Segment Start: Data under study

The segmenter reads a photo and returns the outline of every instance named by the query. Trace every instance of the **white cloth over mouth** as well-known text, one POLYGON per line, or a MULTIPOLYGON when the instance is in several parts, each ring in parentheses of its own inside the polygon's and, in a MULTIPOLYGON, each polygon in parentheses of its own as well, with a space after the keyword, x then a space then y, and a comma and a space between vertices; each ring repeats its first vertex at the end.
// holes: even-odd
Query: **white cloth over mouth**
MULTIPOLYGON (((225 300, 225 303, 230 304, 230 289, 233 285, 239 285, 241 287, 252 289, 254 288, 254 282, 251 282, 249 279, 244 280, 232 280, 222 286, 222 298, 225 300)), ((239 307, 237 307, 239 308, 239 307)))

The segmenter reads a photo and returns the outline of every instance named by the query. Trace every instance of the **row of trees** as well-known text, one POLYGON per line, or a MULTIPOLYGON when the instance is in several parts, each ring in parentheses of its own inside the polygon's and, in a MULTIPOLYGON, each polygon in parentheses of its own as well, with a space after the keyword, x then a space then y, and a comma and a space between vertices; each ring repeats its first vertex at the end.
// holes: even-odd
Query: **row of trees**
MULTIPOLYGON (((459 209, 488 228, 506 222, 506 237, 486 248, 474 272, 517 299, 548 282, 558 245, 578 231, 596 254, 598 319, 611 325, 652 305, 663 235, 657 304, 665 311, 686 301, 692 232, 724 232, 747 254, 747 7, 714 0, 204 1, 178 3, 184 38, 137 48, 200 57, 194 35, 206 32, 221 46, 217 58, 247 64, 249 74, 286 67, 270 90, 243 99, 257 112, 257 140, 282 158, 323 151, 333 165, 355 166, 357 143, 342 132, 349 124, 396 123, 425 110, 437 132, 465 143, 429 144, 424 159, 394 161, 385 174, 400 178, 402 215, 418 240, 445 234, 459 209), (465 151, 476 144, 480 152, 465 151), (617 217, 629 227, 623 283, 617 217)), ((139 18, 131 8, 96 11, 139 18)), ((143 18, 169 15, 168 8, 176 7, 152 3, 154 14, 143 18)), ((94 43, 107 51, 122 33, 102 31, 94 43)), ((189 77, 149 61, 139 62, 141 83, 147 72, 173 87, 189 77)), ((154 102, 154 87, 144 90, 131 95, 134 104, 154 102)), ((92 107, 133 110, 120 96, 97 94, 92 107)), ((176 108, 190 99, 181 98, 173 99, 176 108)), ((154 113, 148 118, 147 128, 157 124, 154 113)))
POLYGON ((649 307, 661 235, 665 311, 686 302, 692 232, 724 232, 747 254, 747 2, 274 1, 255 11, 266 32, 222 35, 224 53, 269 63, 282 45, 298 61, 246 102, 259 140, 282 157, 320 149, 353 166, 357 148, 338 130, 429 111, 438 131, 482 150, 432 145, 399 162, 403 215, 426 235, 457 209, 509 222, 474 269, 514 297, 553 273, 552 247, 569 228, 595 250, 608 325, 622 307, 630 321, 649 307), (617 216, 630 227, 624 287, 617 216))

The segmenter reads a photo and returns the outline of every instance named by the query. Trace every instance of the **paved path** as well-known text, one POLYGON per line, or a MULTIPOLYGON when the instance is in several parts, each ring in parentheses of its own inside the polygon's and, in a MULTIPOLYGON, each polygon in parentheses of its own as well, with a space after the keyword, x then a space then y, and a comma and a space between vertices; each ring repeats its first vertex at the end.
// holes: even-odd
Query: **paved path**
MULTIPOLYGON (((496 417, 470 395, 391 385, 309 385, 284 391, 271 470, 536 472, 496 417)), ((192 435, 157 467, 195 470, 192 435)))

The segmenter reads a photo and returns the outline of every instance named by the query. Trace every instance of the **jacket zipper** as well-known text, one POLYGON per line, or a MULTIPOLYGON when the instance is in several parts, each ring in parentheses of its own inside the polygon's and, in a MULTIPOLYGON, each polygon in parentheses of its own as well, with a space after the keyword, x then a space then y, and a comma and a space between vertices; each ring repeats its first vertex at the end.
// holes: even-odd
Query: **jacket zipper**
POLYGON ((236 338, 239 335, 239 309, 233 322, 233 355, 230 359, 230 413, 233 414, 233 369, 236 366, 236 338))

Segment End: Data under study

**Aim of the exercise:** This exercise calls for the entries to be restated exactly.

**The completed task:**
The segmenter reads a photo and returns the outline of every instance named by the query. Trace every instance of the **white cloth over mouth** as well-known text, one POLYGON per line, or a MULTIPOLYGON when the instance is in several parts, each ring in parentheses of its own inside the polygon's and, in a MULTIPOLYGON, each polygon in parentheses of its own as well, with a space after the keyword, x then a space then y, and a comma and a space between vertices; each ring repeats its first vertex at the end.
// holes: even-odd
Query: **white cloth over mouth**
MULTIPOLYGON (((225 300, 225 303, 230 304, 230 289, 233 285, 239 285, 241 287, 252 289, 254 288, 254 282, 251 282, 249 279, 244 280, 232 280, 222 286, 222 298, 225 300)), ((239 307, 237 307, 239 308, 239 307)))

The segmenter reads a photo and returns the outline of every instance named by the query. Trace every instance of the **row of trees** as well-known text, one POLYGON per line, or a MULTIPOLYGON when the instance is in several parts, each ring in parentheses of its own inside the polygon's and, in a MULTIPOLYGON, each polygon in parentheses of its own as well, with a space after the keyword, x then a space then y, and a comma and a space between vertices; each ring repeats its first vertex at the end.
// holes: even-odd
Query: **row of trees**
MULTIPOLYGON (((459 209, 488 228, 506 222, 506 237, 486 248, 474 272, 517 299, 548 282, 558 245, 578 231, 596 254, 598 319, 611 325, 652 305, 663 235, 657 304, 665 311, 686 301, 692 232, 724 232, 747 254, 747 7, 714 0, 204 1, 178 3, 184 38, 137 48, 200 57, 194 35, 206 32, 221 46, 217 58, 247 64, 249 74, 286 67, 270 90, 243 99, 257 112, 257 140, 282 158, 323 151, 333 165, 355 166, 357 143, 342 132, 349 124, 396 123, 425 110, 437 132, 465 143, 429 144, 424 159, 394 161, 385 174, 400 178, 402 215, 418 240, 445 234, 459 209), (465 151, 476 144, 480 152, 465 151), (617 217, 629 227, 623 283, 617 217)), ((139 18, 131 8, 96 11, 139 18)), ((143 18, 169 15, 168 8, 176 7, 152 3, 154 14, 143 18)), ((94 43, 107 51, 122 33, 102 31, 94 43)), ((189 77, 149 61, 139 62, 141 83, 147 72, 173 87, 189 77)), ((154 102, 154 87, 144 90, 131 95, 134 104, 154 102)), ((92 107, 133 110, 120 96, 97 94, 92 107)), ((176 108, 190 99, 181 98, 173 99, 176 108)), ((154 113, 148 118, 147 128, 157 124, 154 113)))
POLYGON ((649 307, 661 235, 665 311, 686 302, 692 232, 724 232, 747 254, 747 2, 274 1, 255 11, 266 32, 222 35, 224 53, 269 63, 282 45, 298 61, 246 102, 259 140, 282 157, 320 149, 353 166, 357 148, 338 130, 429 111, 438 131, 482 150, 432 145, 399 162, 403 215, 426 235, 457 209, 509 222, 474 269, 514 297, 553 273, 552 247, 569 228, 595 250, 608 325, 622 307, 630 321, 649 307), (617 216, 630 227, 624 287, 617 216))

The segmenter reads a photo and returns the outline of every instance named by the query. Trace every instance of the **paved path** as well-known text, one POLYGON per line, or a MULTIPOLYGON when the instance is in several parts, each ring in parentheses of its own inside the polygon's and, in a MULTIPOLYGON, each polygon in parentheses of its own as well, with a space after the keyword, x then a space then y, and a comma and a space between vertices; each ring repeats its first vertex at the end.
// holes: even-odd
Query: **paved path**
MULTIPOLYGON (((496 417, 470 395, 391 385, 309 385, 284 391, 271 470, 536 472, 496 417)), ((192 435, 157 467, 195 470, 192 435)))

The segmenter reads a photo and returns the outline of every instance named by the query. Trace every instance of the **jacket zipper** as well-known text, one POLYGON per line, or a MULTIPOLYGON when the instance is in several parts, each ring in parentheses of its own inside the polygon's and, in a MULTIPOLYGON, each polygon in parentheses of its own as well, with a space after the keyword, x then a space then y, and a comma and a space between vertices; each ring repeats its first vertex at the end.
// holes: even-odd
Query: **jacket zipper**
POLYGON ((236 338, 239 335, 239 309, 233 322, 233 355, 230 359, 230 413, 233 414, 233 369, 236 366, 236 338))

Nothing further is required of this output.